Text block =

Start of Block

Them too

I have been sexually assaulted, treated as sexually available, humiliated sexually, by men using their strength and power to take what they want as if I were worthless. It is a common experience of women. From early puberty, men come on to them. In work, men stand too close or brush against them, or talk about their attractiveness in mixed groups. If women are brought up not to be self-assertive, or bossy, or to rock the boat, but to be accommodating; not given techniques to handle this, but taught shame; would they not be angry?

If a woman sees me as a man, might she find this a greater humiliation after previous humiliations? She is angry. She wants me out of the public loos and the changing rooms, and my assertion that I am hurt too is not enough, however badly I am hurt. What women share is that upbringing, and the reproductive system, which makes them targets, sometimes unable to fight men off.

She becomes focused on us. She collects stories of men in women’s clothes, assaulting women, and even though I am not that person she says she has no reason to trust me any more than him. She learns about the theory of autogynephilia, and then says that is the scientific fact, that is our motivation, we are perverts in the loos being sexually aroused and so even more of a sexual threat. We transition, one told me, because we get aroused by fooling people into imagining we are women. If I go in the loo they accuse me of male privilege and acting with male entitlement. They mock our femininity and ridicule our appearance.

Piss off, you’re a man, as Germaine Greer said.

And they talk of detransitioners, and doctors rushing people into transitioning, and no-one challenging transition or offering alternative ways forward. We would not listen, of course, we would talk of gatekeepers, and arguably once you change your name and live full time you should get hormones, hormone blockers, and surgery if you want it.

The tragedy here is that women who are irreversibly hostile to us are devoting their energies to campaigning against a weak and marginalised group, who do not fit the conditioning of childhood, who are desperate, who would transition however painful transition was because it is better than staying as assigned at birth. I am not playing oppression olympics here. I am not saying we suffer worse,  that we suffer as much, or even that our suffering should matter at all; but that we are not the main enemy, and that attacking us does not achieve their ends.

Patriarchy, I am told, is the oppression of the class of females by the class of males. This class analysis leaves no room for individual differences. Male oppressing female is like white oppressing black. They will not like me telling them where best to direct their ire, or what strategy or tactics to use, so I am reduced to hoping that they will find some better enemy to fight, and saying it is a tragedy. Only the Patriarchy benefits from us fighting.

3 thoughts on “Them too

  1. i am upset crying/snotty nose, you have been talking about assult/sexual abuse .as i have said I WAS SEXUALLY
    ABUSED .trust is very very difficult .every day effects .i am disabled.i was abused by LADIES AND MEN.took
    turns on me WHAT I AM UPSET ABOUT IS.when you was talking about this subject on YOUR BLOG ,…
    YOU,could have should have said NOT.ALL MEN ARE LIKE THIS.. i am NOT,and others . mark

    Like

    • All abuse requires to be acknowledged. To me, it is like an apology, and with an apology it is important not to qualify it with excuses or “It wasn’t that bad” type statements. When acknowledging the abuse of women, I do not want to add other comments.

      And I do not want to minimise your abuse. Sexual abuse of children is appalling. What you have suffered is appalling. I am sure you would not prey on others.

End of Block

Data provided =
Start of Block

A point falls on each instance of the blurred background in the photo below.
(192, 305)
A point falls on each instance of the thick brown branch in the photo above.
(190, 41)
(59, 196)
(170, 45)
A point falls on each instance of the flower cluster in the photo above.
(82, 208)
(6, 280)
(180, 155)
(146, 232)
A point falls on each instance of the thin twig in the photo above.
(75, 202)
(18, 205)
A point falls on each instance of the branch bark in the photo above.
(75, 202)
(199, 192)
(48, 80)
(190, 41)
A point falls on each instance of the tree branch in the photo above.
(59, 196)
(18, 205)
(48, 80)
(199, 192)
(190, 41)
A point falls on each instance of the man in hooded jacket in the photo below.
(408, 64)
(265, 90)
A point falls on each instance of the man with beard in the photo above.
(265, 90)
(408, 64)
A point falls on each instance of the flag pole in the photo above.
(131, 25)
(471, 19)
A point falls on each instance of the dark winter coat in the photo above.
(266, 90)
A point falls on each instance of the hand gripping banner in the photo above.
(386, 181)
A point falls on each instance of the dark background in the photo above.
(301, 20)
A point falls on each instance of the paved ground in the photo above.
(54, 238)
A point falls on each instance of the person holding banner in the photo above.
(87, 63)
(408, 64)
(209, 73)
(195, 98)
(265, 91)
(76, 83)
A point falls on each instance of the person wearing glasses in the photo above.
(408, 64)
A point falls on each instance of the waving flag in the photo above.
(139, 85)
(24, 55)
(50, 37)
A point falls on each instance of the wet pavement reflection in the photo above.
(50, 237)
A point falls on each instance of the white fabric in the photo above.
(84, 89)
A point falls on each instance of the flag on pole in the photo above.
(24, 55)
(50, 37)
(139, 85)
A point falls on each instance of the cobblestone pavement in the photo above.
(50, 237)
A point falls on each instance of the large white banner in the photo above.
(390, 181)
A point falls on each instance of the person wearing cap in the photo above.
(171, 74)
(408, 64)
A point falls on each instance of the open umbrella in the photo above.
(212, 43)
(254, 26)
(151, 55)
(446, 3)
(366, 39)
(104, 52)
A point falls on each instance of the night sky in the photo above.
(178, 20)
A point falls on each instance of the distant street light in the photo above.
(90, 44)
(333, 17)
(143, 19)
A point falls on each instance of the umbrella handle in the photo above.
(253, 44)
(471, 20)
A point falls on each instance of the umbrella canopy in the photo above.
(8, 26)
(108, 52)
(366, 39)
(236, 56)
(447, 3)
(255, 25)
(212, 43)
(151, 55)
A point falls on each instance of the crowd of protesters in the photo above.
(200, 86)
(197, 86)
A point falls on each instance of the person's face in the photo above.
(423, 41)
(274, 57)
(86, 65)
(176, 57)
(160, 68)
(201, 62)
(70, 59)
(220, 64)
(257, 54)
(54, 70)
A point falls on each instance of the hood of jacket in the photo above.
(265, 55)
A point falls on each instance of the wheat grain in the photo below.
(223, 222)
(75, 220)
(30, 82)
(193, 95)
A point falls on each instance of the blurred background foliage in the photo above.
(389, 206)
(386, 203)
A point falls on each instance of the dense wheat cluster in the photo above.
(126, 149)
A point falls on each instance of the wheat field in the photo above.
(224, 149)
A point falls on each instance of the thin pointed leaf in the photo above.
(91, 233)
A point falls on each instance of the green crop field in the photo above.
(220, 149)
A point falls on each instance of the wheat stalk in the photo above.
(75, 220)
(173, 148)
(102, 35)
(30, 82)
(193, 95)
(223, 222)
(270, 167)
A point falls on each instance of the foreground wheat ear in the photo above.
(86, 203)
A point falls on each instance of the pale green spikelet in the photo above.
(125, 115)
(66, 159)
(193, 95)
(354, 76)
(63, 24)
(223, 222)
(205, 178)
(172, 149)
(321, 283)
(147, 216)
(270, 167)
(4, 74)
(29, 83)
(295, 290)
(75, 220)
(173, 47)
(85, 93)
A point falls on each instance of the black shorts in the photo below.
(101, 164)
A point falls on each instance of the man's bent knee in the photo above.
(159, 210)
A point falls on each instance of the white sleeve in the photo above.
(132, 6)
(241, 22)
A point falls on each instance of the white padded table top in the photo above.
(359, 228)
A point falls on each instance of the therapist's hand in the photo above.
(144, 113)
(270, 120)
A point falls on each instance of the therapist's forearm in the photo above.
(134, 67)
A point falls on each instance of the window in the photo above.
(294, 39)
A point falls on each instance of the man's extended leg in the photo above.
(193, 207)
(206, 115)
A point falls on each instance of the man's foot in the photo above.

End of Block

Problems and tasks =
A. According to the post, what two things do women share?
B. Reproduce the post between "She becomes focused" and "Germaine Greer said.", inclusive.
C. Does the post agree with each statement? (i) The post attributes the words "Piss off, you're a man" to Germaine Greer. (ii) The writer claims that trans people suffer worse than women. (iii) The commenter says they were abused by both ladies and men. Answer yes or no for each, quoting the words of the post that decide it.
Rely only on the post to answer.

Responses =
A. Their upbringing and the reproductive system.

B.
She becomes focused on us. She collects stories of men in women’s clothes, assaulting women, and even though I am not that person she says she has no reason to trust me any more than him. She learns about the theory of autogynephilia, and then says that is the scientific fact, that is our motivation, we are perverts in the loos being sexually aroused and so even more of a sexual threat. We transition, one told me, because we get aroused by fooling people into imagining we are women. If I go in the loo they accuse me of male privilege and acting with male entitlement. They mock our femininity and ridicule our appearance.

Piss off, you’re a man, as Germaine Greer said.

C.
(i) Yes: "Piss off, you’re a man, as Germaine Greer said."
(ii) No: "I am not saying we suffer worse"
(iii) Yes: "i was abused by LADIES AND MEN"